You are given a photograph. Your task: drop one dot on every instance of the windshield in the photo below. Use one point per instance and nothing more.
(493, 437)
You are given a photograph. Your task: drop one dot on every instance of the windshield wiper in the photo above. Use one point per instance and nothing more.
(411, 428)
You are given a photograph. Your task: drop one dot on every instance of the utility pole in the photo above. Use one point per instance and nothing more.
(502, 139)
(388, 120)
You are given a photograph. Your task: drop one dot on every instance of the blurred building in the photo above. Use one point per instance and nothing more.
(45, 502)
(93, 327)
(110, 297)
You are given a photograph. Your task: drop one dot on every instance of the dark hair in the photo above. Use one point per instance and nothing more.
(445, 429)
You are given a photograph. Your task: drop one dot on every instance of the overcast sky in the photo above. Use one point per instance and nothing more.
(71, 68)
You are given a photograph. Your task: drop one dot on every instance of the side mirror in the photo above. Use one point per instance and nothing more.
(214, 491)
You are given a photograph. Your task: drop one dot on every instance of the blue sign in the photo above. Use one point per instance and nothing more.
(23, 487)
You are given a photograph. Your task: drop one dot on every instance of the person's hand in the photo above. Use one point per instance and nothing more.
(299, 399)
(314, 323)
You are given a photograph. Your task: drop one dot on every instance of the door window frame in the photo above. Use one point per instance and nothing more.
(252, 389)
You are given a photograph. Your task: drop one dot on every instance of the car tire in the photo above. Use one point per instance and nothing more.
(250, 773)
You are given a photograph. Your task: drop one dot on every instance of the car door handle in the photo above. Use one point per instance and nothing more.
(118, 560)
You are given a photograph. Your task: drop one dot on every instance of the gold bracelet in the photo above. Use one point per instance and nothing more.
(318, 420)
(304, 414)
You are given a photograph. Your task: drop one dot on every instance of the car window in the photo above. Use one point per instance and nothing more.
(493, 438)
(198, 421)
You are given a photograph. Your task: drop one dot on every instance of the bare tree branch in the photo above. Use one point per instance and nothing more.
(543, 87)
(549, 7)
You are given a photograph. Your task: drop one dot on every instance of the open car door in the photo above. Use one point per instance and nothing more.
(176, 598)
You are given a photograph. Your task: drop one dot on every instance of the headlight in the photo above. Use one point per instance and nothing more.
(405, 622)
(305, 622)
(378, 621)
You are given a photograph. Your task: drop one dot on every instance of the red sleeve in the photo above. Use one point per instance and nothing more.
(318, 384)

--

» WHAT IS NEEDED:
Every record shown above must be echoed exactly.

» WORKED SOLUTION:
You are given a photograph. Your task: drop one dot on every instance of the windshield in the photo below. Use one point per instance and nothing more.
(493, 437)
You are given a photograph. Your task: drop one dot on every instance of the windshield wiper in the photo above. Use one point per instance and nothing more.
(411, 428)
You are given a photograph. Your task: drop one dot on every instance of the utility pole in the photo above. Use one point per instance and nothing more.
(502, 139)
(388, 120)
You are given a photograph. Your task: drop one dot on every instance of the blurred building in the photo above. Use one point per instance and nothing more.
(45, 502)
(93, 327)
(110, 297)
You are given a photograph. Your task: drop one dot on every instance of the dark hair in the photo above. Use one point per instance and nothing more.
(445, 429)
You are given a photograph. Your task: drop one dot on every instance of the overcast sky in the photo above. Use one point per instance and nothing more.
(71, 68)
You are given a photograph. Your task: drop one dot on every instance of the side mirror in the photo above. Use one point per instance and nothing more.
(214, 491)
You are given a photograph. Your task: drop one dot on every instance of the blue sign in the photo above. Use one point per instance and nothing more.
(23, 487)
You are given a photograph. Your task: drop one dot on every instance of the person's hand in the photo above. Use one point per instance and nothing more.
(299, 399)
(314, 323)
You are given a photograph. Your task: drop one dot on every instance of the door window frame in the photo above. Use one point per instance and nothing more.
(252, 389)
You are given a photograph. Your task: drop one dot on every instance of the car tire in the photo above. Use one point per instance and nothing more.
(250, 773)
You are given a photograph. Your task: drop one dot on every instance of the car door handle in the photo above. Use one point per instance and nothing more.
(118, 560)
You are given a photograph. Your task: drop one dot on every instance of the gold bracelet in the photo above. Use one point per instance and nothing more.
(318, 420)
(304, 414)
You are given a photograph. Your task: drop one dot on every instance of the car window in the photo above. Use one point per instance and nothing more.
(493, 438)
(198, 421)
You are given a photograph. Your task: drop one dot on every instance of the bare tree branch in the photo above. Use one point per instance and nothing more.
(543, 87)
(549, 7)
You are given a photograph. Your task: drop one dot on every instance of the open car door in the photo above. Use one point per instance and nothing more.
(176, 598)
You are given a photograph. Your task: drop one dot on every instance of the headlight in the photo above. Use one point per instance and nothing more.
(405, 622)
(305, 622)
(378, 621)
You are given a photograph. Your task: drop one dot on every instance of the red sleeve in the photo above. Use one point per instance and nothing more.
(318, 384)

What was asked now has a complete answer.